EXERCISE MATERIAL.
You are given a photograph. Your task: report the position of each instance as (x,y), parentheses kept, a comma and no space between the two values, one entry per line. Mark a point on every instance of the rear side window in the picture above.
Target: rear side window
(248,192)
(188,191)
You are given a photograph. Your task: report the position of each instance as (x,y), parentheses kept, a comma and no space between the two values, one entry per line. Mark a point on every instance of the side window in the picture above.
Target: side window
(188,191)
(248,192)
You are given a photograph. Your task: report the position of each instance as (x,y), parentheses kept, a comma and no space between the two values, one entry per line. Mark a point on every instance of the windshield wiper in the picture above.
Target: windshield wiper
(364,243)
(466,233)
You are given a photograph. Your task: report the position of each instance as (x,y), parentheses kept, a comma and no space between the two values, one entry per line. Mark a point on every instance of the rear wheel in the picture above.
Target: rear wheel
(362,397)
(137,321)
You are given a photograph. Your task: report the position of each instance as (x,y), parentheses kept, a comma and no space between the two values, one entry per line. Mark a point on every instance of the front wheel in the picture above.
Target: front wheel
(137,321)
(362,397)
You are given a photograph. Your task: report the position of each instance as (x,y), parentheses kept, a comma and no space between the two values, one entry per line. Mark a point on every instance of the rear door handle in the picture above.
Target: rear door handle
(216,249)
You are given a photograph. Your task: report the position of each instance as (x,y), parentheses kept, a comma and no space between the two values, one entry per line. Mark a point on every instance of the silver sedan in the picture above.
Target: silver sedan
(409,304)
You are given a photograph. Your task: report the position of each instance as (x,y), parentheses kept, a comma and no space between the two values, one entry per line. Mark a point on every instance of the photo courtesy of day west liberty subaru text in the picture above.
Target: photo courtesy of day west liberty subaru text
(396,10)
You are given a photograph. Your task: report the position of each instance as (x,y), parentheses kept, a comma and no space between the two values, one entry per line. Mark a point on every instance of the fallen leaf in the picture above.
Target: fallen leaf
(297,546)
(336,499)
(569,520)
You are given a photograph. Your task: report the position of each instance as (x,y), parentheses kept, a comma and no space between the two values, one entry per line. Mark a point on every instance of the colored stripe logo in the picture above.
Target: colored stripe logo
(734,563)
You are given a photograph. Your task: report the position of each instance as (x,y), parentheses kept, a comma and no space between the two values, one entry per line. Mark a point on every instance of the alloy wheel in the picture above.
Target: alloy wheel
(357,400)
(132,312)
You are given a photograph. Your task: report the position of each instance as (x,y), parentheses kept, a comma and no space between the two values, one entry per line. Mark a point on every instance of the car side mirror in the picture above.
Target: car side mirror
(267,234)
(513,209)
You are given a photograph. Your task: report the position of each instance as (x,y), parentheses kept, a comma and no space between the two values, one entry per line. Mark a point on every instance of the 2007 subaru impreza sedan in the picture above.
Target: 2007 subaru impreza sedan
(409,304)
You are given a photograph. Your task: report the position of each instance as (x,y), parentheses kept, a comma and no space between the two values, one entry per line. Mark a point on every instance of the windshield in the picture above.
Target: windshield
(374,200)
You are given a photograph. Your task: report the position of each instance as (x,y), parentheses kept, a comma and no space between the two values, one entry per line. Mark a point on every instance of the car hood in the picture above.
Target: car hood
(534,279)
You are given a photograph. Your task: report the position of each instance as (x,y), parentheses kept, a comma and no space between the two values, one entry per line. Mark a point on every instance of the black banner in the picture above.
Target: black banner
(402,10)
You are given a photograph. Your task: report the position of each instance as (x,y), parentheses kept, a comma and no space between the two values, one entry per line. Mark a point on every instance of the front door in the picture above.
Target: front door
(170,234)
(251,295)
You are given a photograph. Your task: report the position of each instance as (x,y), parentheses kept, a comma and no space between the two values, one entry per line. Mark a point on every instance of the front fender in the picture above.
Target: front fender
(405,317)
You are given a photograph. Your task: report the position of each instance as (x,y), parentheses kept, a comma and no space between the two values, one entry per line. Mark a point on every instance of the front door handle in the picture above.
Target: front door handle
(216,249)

TASK. Each record above is to be restated word for word.

ANSWER FOR THIS EXERCISE.
You are given a photograph. Your task: report the position of each instance as (x,y), parentheses kept, a comma and no space between the two values, one entry per line. Mark a point on every instance of the rear side window in the picture above.
Target: rear side window
(248,192)
(188,191)
You are given a photograph. Your task: report the position of each instance as (x,y), parentheses kept, a comma and no space between the two values, one entry per line. Mark a point on every instance of the side window in the picture above.
Target: side window
(188,191)
(248,192)
You are given a photograph. Your task: report the position of each instance as (x,y), parentheses kept, a comma and no space between the two values, one entry per line. Mark a point on every instance of the windshield wiper in the picture above.
Target: windshield wiper
(364,243)
(466,233)
You are given a photograph. Your task: report the position of each instance as (x,y), parentheses kept, a comma and no space between the two values, one entry per line. Mark a point on every instance of the rear wheel in the picture above.
Target: rear wheel
(362,397)
(137,321)
You are given a photograph. Your task: report the position of each instance as (x,y), parentheses kept, a comma and no space between the two values, one entry per line. Mark a point on every instance of the front wheel in the picture above.
Target: front wheel
(137,321)
(362,397)
You are given a photograph. Your task: report the position of each instance as (x,y), parentheses kept, a comma and no space between the two values, one entry per line. Mark a point on every instance of the rear door handle in the picture above.
Target: rear door handle
(216,249)
You are given a photograph. Your task: report the position of each instance as (x,y), parentheses kept, a comma and no space between the two values, one entry per line. Mark a point on every instance of the silver sedan in the picture above.
Target: silver sedan
(409,304)
You are given a photograph. Your task: report the position of each instance as (x,y), parentheses kept, a comma and no space between the two values, one entry per line. Mark a point on every instance of the photo courtesy of day west liberty subaru text in the picture above.
Target: photo courtesy of day west liberty subaru text
(396,10)
You are given a photograph. Your task: report the position of each instance as (x,y), parentheses kept, a comma and no space between the two values, one entry per line. Mark a point on every instance of the fallen leaf in the picture above.
Target: fallen leaf
(297,546)
(336,499)
(569,520)
You are given a photograph. Your task: report the position of each instance as (x,y), parentheses kept, a comma and no space between the two values, one entry per line. Mark a point on every instance of the colored stripe logo in the picture above.
Target: colored stripe logo
(734,563)
You are given a photograph. Your task: report the position of each instance as (x,y), parentheses kept, a comma and no space between the two values, one entry per line. Mark a point on every instance of the alloy wheel in the picture above.
Target: alloy wheel
(357,400)
(132,312)
You are given a photograph. Your task: report the position of each instance as (x,y), parentheses kept, a comma and no space between the two values, one entry per line. Mark a point on every instance of the car side mirror in the picture above.
Target: car side mirror
(267,234)
(513,209)
You are given a photograph. Your task: report the position of each instance as (x,y), parentheses kept, a comma and no space between the two values, one entry per line. Mark a point on every instance of the 2007 subaru impreza sedan in the picture above.
Target: 2007 subaru impreza sedan
(409,304)
You are given a photograph. Your task: report the position of each instance as (x,y), parentheses kept, a comma and no space between the two values, one entry per line. Mark a point on every instance of the windshield in the picture above.
Target: windshield
(374,200)
You are given a photograph. Your task: report the position of each instance as (x,y), parentheses kept, a comma and no space between the two values, one entry per line. Mark a point on every instance of the car hood in the picture above.
Target: car hood
(534,279)
You are given a photograph. Your task: report the position of each instance as (x,y), parentheses kept, a comma and no space between the two values, one entry per line. Mark a point on every instance of the black banner in the picture above.
Target: black banner
(402,10)
You are given a photograph. Your task: report the position of each instance as (x,y), parentheses kept, a comma and no space between the two values, one entry per line. Mark a point on every instance of the front door in the picture above.
Target: front door
(170,234)
(251,295)
You are given a photograph. Your task: report the position of each instance as (x,y), parentheses kept, a comma and no space between the two values, one entry per line. Mark a point on every instance of the front fender in the picture above.
Target: front fender
(405,317)
You are given a photograph. Your task: report the position of each instance as (x,y), parentheses kept, a comma and no space between the two values, one entry per line. Mark a point on every instance of the front door handle in the picture above.
Target: front door handle
(216,249)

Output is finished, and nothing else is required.